*Provided information*.
◇ ◇ ◇ ◇

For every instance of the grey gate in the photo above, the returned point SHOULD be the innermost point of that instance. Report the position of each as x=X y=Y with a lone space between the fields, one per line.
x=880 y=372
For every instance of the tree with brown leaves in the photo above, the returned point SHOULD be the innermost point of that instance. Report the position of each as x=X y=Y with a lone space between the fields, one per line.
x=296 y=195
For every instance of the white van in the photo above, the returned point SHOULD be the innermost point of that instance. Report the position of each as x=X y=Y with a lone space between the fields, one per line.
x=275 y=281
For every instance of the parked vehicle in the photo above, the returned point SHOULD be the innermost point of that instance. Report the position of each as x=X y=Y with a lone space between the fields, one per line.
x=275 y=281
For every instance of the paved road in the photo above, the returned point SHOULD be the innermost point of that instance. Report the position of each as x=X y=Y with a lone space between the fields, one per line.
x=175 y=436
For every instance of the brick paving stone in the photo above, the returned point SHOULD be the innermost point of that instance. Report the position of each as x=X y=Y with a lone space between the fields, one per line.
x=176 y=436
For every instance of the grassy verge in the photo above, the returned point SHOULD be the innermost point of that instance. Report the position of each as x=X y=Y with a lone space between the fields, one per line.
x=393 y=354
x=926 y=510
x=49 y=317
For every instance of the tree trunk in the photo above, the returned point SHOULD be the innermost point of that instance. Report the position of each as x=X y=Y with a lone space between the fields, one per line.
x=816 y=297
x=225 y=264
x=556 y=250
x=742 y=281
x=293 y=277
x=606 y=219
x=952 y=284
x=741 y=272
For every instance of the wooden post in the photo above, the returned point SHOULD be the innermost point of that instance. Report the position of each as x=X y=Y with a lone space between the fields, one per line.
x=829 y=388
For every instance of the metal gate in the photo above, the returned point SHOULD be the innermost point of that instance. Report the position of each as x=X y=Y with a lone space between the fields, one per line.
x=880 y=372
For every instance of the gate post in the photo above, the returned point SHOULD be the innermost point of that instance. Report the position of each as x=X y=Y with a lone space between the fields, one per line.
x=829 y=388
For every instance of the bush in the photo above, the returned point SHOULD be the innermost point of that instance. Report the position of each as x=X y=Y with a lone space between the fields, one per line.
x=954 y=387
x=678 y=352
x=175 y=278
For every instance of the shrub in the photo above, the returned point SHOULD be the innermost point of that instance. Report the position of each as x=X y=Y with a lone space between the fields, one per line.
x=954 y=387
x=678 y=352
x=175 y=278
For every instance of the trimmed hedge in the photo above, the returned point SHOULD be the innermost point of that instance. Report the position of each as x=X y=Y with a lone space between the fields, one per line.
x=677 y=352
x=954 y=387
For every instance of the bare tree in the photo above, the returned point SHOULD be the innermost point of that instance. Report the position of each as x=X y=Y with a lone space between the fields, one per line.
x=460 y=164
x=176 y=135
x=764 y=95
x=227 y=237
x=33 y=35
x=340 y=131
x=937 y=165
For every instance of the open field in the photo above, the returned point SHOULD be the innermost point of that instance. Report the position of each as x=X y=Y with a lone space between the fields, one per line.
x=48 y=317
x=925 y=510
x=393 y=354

◇ ◇ ◇ ◇

*Task brief*. Produce a faithful copy of all the material above.

*Answer*.
For every instance of the grey gate in the photo above, the returned point SHOULD be the innermost point of that instance. Report the position of each as x=X y=Y with a lone space between the fields, one per line.
x=880 y=372
For every instance of the tree with brown leaves in the photo above, the returned point SHOULD be the innermost point of that instance. Report the position of each as x=X y=Y with a lone space between the fields, one per line.
x=296 y=195
For every instance of the white van in the photo above, the returned point SHOULD be the innermost point of that instance. Report the position of each as x=X y=Y with a lone space between the fields, one per line.
x=275 y=281
For every instance of the parked vehicle in the photo above, the returned point SHOULD be the innermost point of that instance. Report the position of each as x=X y=Y with a lone space between the fields, one per line.
x=275 y=281
For every instance of the paved road in the photo above, the returned point SHOULD be the innermost point of that instance. Report the position of each as x=X y=Y with a lone space between the fields, one per line.
x=175 y=436
For every instance of the brick paving stone in the photo above, the returned point SHOULD be the innermost point of that instance. Report the position of each as x=X y=Y with a lone space between the fields, one per line.
x=176 y=436
For every instance of the grassy verge in the photo above, the returned point SHOULD be the innermost point of that instance. Report the position of each as x=X y=Y with a lone space between the fields, one per line.
x=393 y=354
x=926 y=510
x=49 y=317
For every instance of the tree trunk in the photo above, the returned point SHOULD be the innermost point of that instance. Report the position of each as x=X y=Y with a lone space between the fields, one per line.
x=816 y=297
x=225 y=264
x=556 y=250
x=742 y=281
x=293 y=277
x=606 y=219
x=952 y=284
x=741 y=272
For every instance of the wooden post in the photo above, the returned point SHOULD be the innermost point of that instance. Report the position of each as x=X y=Y with a lone space between the fields, one per line.
x=829 y=388
For every instance of the metal gate in the photo above, the returned point SHOULD be the innermost point of that instance. Report the position of each as x=X y=Y with a lone space between the fields, one per line.
x=880 y=372
For every instance of the gate post in the photo above, the returned point SHOULD be the innermost point of that instance. Report the position of each as x=X y=Y with a lone space between the fields, one per line.
x=829 y=388
For every instance of the bush in the photo above, the returned point SHOULD be the innermost point of that instance. Report the position of each as x=X y=Y with a lone space between the fields, one per line.
x=954 y=387
x=678 y=352
x=175 y=278
For every instance of the shrub in the photo above, the returned point SHOULD be the innermost point of that instance. Report the position of each as x=X y=Y with a lone space between the fields, one per line.
x=954 y=387
x=678 y=352
x=175 y=278
For every instance of the trimmed hedge in the photo above, the returned point SHOULD be the innermost point of that instance. Report the position of each as x=X y=Y with a lone space between the fields, one per line.
x=677 y=352
x=954 y=387
For every instance of the bare tree in the photo above, the returned point SHOULD be the innermost point of that instance. Report the position of each as x=X y=Y with a lone space between the fields, one per line.
x=460 y=164
x=176 y=135
x=764 y=95
x=227 y=237
x=33 y=35
x=340 y=131
x=937 y=165
For every instance of the open field in the photo above, the returned point SHOULD be the innermost point of that instance. Report the position of each as x=X y=Y with a lone space between the fields, one per line.
x=48 y=317
x=925 y=510
x=393 y=354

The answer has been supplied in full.